--- SELECTED EXCERPT ---
▶

On Mon, Aug 21, 2017 at 11:45 PM Puyan Lotfi <puyan.lotfi.llvm at
gmail.com>
wrote:
> Ping.
>
> Still working on preparing code for review. Will have a patch for review
> ready in the coming days.
>
> PL
>
> On Tue, Aug 15, 2017 at 12:06 PM Puyan Lotfi <puyan.lotfi.llvm at
gmail.com>
> wrote:
>
>> Hi,
>>
>>
>> My name is Puyan and I've been exploring ways to improve the state
of
>> instruction level diffing using llvm and MIR. Below is a proposal for a
new
>> llvm tool meant to address issues encountered when diffing at the
machine
>> level. I'm eager to hear the community's feedback.
>>
>>
>> Thanks
>>
>>
>> PL
>>
>>
>> mir-canon: A new tool for canonicalizing MIR for cleaner diffing.
>>
>>
>> Problem Statement and Context:
>>
>> Diff-tools are regularly used for comparing IR and assembly files. This
>> often involves reasoning through differences that are semantically
>> equivalent and it can be very time consuming for a person to do said
>> reasoning.
>>
>> Specifically in the context of GlobalISel development there are
problems
>> of correctness verification. There is a need to compare two programs,
>> compiled from identical IR by two different instruction selectors in a
way
>> where the true differences stand out.
>>
>>
>> Proposal:
>>
>> We propose a new tool that we have tentatively named
'mir-canon' that
>> performs canonical transformations on MIR. The goal is for MIR
>> pre-processed with mir-canon to show fewer differences than if it were
not
>> pre-processed.
>>
>> At the time of this writing we have a prototype canonicalization tool.

◀

--- PROBLEMS ---
- a) In the mir-canon proposal, what goal is stated for MIR that has been pre-processed with the tool?
- b) Go on with the mir-canon proposal, starting after its last sentence.
The rows have nothing to do with the work here.

[Rows from a point labeling set]
▶

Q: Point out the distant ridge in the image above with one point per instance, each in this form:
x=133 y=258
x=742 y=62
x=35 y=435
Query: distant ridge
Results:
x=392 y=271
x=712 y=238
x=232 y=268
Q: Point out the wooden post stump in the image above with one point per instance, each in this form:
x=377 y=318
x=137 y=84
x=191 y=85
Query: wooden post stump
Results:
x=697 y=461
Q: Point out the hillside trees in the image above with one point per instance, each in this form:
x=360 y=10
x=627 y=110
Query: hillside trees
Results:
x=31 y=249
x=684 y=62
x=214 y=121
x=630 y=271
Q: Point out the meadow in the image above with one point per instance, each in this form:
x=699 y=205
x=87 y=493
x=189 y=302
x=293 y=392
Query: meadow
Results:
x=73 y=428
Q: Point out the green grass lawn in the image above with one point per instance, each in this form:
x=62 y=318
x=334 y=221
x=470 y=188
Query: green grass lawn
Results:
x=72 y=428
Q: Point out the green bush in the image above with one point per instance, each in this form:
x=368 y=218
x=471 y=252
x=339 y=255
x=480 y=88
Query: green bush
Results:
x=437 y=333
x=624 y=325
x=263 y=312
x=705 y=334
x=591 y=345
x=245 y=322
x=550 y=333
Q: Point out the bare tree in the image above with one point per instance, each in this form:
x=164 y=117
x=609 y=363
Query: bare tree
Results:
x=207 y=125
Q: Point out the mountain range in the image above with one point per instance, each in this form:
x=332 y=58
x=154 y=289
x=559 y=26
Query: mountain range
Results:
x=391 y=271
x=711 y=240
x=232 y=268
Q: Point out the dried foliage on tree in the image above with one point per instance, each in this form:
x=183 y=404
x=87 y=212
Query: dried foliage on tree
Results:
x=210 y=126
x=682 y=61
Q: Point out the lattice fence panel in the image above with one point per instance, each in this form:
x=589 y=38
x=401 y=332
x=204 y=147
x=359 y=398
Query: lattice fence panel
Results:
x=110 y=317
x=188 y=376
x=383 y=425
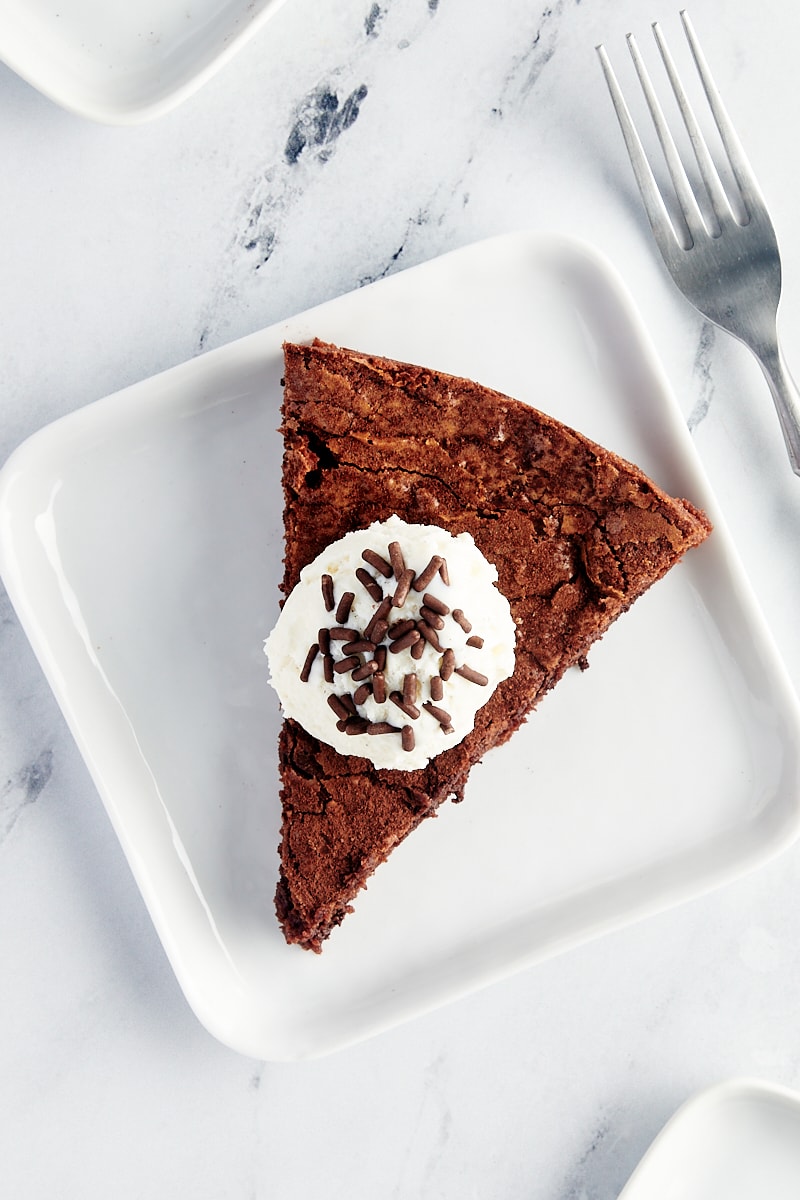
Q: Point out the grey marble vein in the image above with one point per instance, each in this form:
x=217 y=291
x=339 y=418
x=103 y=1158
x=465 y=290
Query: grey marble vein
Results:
x=23 y=789
x=702 y=373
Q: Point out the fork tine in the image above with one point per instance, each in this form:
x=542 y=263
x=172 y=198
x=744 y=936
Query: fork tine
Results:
x=708 y=169
x=651 y=197
x=684 y=192
x=743 y=172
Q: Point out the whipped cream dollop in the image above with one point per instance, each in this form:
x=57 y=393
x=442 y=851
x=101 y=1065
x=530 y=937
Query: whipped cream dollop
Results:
x=392 y=640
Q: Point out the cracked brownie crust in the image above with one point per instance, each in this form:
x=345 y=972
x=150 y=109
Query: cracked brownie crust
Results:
x=576 y=533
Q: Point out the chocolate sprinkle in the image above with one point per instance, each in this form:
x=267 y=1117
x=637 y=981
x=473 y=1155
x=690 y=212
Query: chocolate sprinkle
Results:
x=403 y=587
x=428 y=634
x=458 y=617
x=378 y=631
x=328 y=592
x=343 y=607
x=438 y=713
x=432 y=617
x=428 y=574
x=409 y=688
x=396 y=557
x=378 y=562
x=409 y=709
x=377 y=618
x=313 y=651
x=370 y=582
x=473 y=676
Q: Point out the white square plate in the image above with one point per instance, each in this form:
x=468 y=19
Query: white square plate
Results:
x=124 y=60
x=739 y=1140
x=140 y=541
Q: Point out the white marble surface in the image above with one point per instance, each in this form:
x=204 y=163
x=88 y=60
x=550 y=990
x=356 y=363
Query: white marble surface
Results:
x=128 y=250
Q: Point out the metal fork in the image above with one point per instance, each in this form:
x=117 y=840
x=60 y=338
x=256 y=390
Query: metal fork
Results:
x=727 y=265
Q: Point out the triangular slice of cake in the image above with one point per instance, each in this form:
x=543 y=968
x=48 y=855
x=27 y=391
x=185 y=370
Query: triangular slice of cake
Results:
x=576 y=534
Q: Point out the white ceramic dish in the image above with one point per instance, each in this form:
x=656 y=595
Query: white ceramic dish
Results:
x=739 y=1140
x=140 y=541
x=121 y=61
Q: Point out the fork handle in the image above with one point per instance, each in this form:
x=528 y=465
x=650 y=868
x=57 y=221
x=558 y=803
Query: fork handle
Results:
x=787 y=401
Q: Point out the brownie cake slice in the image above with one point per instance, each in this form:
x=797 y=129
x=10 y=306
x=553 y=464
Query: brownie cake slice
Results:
x=576 y=533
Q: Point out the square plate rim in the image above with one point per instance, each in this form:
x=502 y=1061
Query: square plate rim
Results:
x=50 y=441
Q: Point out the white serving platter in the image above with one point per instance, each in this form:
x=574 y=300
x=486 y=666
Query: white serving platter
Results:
x=739 y=1140
x=122 y=61
x=140 y=543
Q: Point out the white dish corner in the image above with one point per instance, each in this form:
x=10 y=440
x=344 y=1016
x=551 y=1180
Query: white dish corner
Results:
x=737 y=1140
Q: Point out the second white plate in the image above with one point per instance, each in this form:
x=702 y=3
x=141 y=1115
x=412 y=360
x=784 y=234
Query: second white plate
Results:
x=120 y=61
x=140 y=541
x=739 y=1140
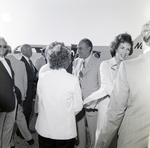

◀

--- ANSWERS TO THE EXERCISE ---
- a) It should show fewer differences than it would if it had not been pre-processed.

- b)
>> We’ve come up with some techniques that show promise and would like to
open
>> discussion with the community to get feedback and suggestions on
refining
>> said techniques. Currently we think of this as an open ended project.
>>
>>
>> Techniques:
>>
>> Our prototype does the following for each basic block in a Reverse Post
>> Ordering:
>>
>>
>>    -
>>
>>    Canonical instruction ordering is done by moving a given instruction
>>    as close to the nearest use of its def as possible.
>>
>>
>>
>>    -
>>
>>    Next, canonical VReg renaming is done by building a collection of
>>    candidate instructions that can be thought of as sinks in the
def-use
>>    graph: they are typically instructions that write to physical
registers or
>>    store to memory. These candidates are used as the root of a breadth
first
>>    walk over the vreg operand def-use graph that determines a canonical
vreg
>>    ordering.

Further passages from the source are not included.